==== GIVEN RECORDS

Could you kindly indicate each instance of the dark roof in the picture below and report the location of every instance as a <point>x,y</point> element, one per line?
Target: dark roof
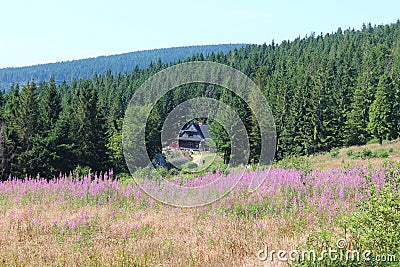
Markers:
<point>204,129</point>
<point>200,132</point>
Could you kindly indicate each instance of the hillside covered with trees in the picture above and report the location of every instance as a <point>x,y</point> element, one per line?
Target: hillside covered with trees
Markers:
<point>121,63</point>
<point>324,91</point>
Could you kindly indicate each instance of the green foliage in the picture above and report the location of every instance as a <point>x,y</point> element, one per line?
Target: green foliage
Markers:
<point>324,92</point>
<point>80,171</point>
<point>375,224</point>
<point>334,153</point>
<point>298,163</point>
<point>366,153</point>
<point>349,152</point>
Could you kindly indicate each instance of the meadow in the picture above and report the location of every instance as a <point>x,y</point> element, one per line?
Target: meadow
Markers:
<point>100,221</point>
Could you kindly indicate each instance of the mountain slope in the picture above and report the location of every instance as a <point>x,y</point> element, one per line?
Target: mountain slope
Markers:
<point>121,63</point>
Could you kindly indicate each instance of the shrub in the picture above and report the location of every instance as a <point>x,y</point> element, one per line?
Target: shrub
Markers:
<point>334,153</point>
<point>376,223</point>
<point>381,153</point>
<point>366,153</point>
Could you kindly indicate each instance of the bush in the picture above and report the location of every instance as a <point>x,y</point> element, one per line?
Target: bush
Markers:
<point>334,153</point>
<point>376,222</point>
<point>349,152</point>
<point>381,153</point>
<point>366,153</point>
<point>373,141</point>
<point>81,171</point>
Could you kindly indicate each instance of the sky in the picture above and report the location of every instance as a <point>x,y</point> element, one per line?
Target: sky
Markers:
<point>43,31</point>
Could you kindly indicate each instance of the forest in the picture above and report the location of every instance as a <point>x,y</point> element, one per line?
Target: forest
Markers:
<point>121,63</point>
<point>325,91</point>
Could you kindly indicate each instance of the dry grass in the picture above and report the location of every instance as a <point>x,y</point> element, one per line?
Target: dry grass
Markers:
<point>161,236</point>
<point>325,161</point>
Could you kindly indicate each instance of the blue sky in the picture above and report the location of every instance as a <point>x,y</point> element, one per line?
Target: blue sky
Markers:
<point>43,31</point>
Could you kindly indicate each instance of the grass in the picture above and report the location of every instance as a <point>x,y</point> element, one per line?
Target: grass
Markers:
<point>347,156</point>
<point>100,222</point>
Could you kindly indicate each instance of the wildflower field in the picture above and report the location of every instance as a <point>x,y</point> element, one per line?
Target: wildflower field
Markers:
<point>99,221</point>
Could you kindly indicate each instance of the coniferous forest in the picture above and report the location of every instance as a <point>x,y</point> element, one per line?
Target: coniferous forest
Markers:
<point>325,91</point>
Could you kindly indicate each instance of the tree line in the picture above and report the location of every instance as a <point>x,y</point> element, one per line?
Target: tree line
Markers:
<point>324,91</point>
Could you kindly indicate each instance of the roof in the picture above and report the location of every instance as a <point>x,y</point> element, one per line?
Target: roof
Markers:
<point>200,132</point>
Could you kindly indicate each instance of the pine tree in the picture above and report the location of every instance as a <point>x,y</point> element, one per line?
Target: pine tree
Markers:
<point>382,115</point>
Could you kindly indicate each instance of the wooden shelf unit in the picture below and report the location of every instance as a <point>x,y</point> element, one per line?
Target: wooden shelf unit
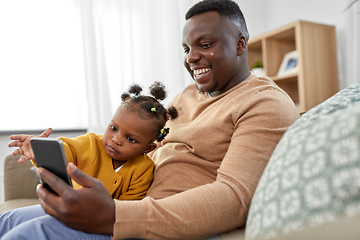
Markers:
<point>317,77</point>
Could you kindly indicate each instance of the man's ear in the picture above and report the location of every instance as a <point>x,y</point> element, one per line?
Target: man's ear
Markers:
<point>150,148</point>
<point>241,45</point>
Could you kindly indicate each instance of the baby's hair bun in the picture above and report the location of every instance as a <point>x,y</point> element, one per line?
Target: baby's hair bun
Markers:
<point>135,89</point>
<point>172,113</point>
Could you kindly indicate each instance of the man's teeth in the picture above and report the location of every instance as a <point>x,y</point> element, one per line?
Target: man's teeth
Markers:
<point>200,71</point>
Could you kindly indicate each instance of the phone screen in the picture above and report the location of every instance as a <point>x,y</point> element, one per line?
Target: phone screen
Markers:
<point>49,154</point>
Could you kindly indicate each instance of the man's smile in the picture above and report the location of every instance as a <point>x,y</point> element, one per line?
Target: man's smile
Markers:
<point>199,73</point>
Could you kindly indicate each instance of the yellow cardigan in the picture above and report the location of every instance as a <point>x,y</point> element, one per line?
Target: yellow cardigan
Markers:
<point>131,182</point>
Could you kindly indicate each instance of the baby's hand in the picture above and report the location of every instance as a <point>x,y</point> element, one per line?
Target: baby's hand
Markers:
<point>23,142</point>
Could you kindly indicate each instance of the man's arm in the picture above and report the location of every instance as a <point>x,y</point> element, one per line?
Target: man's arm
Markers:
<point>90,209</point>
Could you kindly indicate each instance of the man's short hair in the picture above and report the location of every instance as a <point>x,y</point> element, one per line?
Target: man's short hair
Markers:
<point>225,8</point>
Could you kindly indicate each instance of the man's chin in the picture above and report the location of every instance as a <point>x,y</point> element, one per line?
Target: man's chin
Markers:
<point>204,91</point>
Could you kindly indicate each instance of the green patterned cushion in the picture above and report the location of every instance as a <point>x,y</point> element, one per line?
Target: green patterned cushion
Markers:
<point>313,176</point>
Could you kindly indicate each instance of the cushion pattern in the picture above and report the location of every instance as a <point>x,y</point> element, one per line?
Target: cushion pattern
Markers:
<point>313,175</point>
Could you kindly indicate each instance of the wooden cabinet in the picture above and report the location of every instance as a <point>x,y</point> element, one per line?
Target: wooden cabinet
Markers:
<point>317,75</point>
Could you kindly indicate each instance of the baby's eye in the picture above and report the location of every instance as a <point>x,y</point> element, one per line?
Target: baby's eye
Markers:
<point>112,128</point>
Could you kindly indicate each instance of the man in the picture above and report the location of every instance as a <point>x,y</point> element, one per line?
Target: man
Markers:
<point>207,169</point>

========

WHAT NEEDS TO BE DONE:
The task calls for repeating each line above exactly while excluding the pictures.

ANSWER TO THE EXERCISE:
Could you kindly indicate each instance of the dark roof in the picture below and report the location of every instance as a <point>x,y</point> element, one per line?
Target: dark roof
Markers:
<point>204,129</point>
<point>200,132</point>
Could you kindly indicate each instance of the hillside covered with trees in the picture above and report the location of every instance as a <point>x,y</point> element, one per line?
Target: hillside covered with trees
Markers:
<point>121,63</point>
<point>324,91</point>
Could you kindly indicate each instance of the green foliage in the picture above and report the location of every instance as a <point>x,y</point> element, one per line?
Target: green foliage
Markers:
<point>324,92</point>
<point>80,171</point>
<point>375,224</point>
<point>334,153</point>
<point>298,163</point>
<point>366,153</point>
<point>349,152</point>
Could you kindly indicate each instance of the meadow in the picture above and report the location of every instance as a <point>x,y</point> element, one per line?
Target: meadow
Markers:
<point>100,221</point>
Could you kindly indicate each instance of the mountain slope in the picture above and report the location of every instance as a <point>x,y</point> element, one per line?
Target: mountain slope
Markers:
<point>121,63</point>
Could you kindly indicate each instance of the shrub in the picture above and report the location of every instance as a <point>x,y</point> element, one per line?
Target: shrub
Markers:
<point>334,153</point>
<point>376,223</point>
<point>381,153</point>
<point>366,153</point>
Could you kindly indicate each instance of the bush in the picture above and report the location of every instance as a <point>x,y</point> element, one per line?
Target: bush
Markers:
<point>334,153</point>
<point>376,222</point>
<point>349,152</point>
<point>381,153</point>
<point>366,153</point>
<point>373,141</point>
<point>81,171</point>
Could you kindly indicate each instance of the sky in the picture above and report the location of every instance as a <point>x,y</point> element, one per line?
Target: sky
Markers:
<point>43,31</point>
Could you kindly indicate each instance of the forest in the picture above and report the location of every instance as a <point>x,y</point> element, one per line?
Target: forest
Markers:
<point>121,63</point>
<point>325,91</point>
Could you kindly indicate each instance of the dry grass in the picture above and report the location of every instance as a <point>x,y</point> element, one per line?
Target: dry grass
Markers:
<point>161,236</point>
<point>325,161</point>
Could you kindly indicate each instance of the blue sky in the picture above and report the location of every instance as a <point>x,y</point> element, one per line?
Target: blue sky
Markers:
<point>43,31</point>
Could you kindly indicate each instance of the grass in the picture above and report the location of every instance as a <point>x,y</point> element, one per line?
Target: grass
Markers:
<point>347,156</point>
<point>100,222</point>
Could you kindly indicate each instance of the wildflower field in the picture above and report the location of every instance as a <point>x,y</point> element, one per line?
Target: wildflower field
Markers:
<point>99,221</point>
Could you kindly indicate each instance of the coniferous forest in the picture above and report the location of every instance as a <point>x,y</point> element, one per line?
Target: coniferous forest
Markers:
<point>325,91</point>
Could you kindly indicate each instance of the tree line in the picture above and report the location of every instance as a <point>x,y</point> element, one per line?
Target: tree line
Markers:
<point>324,91</point>
Could you kindly indicate each instance of the roof in the picture above and report the location of every instance as a <point>x,y</point> element, one per line?
Target: roof
Markers:
<point>200,132</point>
Could you kindly indicate each instance of the pine tree in the picture above and report the location of every instance as a <point>x,y</point> element, one per line?
Target: pine tree
Markers:
<point>382,115</point>
Could you kindly indicate each instance of the wooden shelf unit in the picture below and report the location of every instance as a <point>x,y</point> element, one per line?
Target: wooden shelf unit
Markers:
<point>317,77</point>
Could you kindly indicate each instance of the man's ear in the picture above and report the location of every instance as a <point>x,y</point> element, one per line?
Target: man's ear
Markers:
<point>150,148</point>
<point>241,45</point>
Could you kindly indicate each instance of the baby's hair bun in the picture above and report the location of every instance as a <point>x,y</point> element, one per line?
Target: baby's hair bun
Markers:
<point>135,89</point>
<point>172,113</point>
Could you kindly indicate each instance of the man's teeth in the picture above and report the location of every instance as a <point>x,y</point> element, one per line?
Target: man's teeth
Markers:
<point>200,71</point>
Could you kindly indicate each instance of the phone screen in the picture above and report the location of every instance as a <point>x,y</point> element, one per line?
Target: phone screen
Markers:
<point>49,154</point>
Could you kindly indicate each instance of the man's smile in the picture above and report the location of every instance as a <point>x,y</point> element, one per line?
Target: man's smile
Markers:
<point>199,73</point>
Could you kindly indicate each instance of the yellow cardigan in the picture above and report the location of every instance as a <point>x,y</point> element, one per line?
Target: yellow cardigan
Markers:
<point>131,182</point>
Could you kindly indicate each instance of the baby's hand in the picture above and report the location of every instance as a <point>x,y</point> element, one per line?
Target: baby's hand
Markers:
<point>23,142</point>
Could you kindly indicate each instance of the man's arm in the picture above and report the location of every instance as a <point>x,y</point> element, one per line?
Target: man's arm
Markers:
<point>90,209</point>
Could you kindly indicate each instance of the man's short hair in the picture above and report the location of every instance as a <point>x,y</point> element, one per line?
Target: man's short hair
Markers:
<point>225,8</point>
Could you kindly indicate each instance of the man's chin in the picture above and report the location of every instance as a <point>x,y</point> element, one per line?
Target: man's chin
Markers:
<point>204,91</point>
Could you kindly indicate each instance of the green patterned cushion in the picture above and report the location of every instance as a <point>x,y</point> element, one per line?
Target: green patterned cushion
Markers:
<point>313,176</point>
Could you kindly indicate each instance of the cushion pattern in the picture above and report the location of every instance as a <point>x,y</point> element, one per line?
Target: cushion pattern
Markers:
<point>313,175</point>
Could you kindly indicate each instance of the wooden cabinet in the picture above and report the location of every instance as a <point>x,y</point> element, one per line?
Target: wooden cabinet
Markers:
<point>317,75</point>
Could you kindly indicate each instance of the baby's eye in the picture above and report the location of every instance as a <point>x,y</point> element, one per line?
Target: baby's eye
Markers:
<point>112,128</point>
Could you kindly indicate each instance of the man in the picture above and report the location of every instance as a <point>x,y</point> element, one per line?
Target: man
Markers:
<point>207,169</point>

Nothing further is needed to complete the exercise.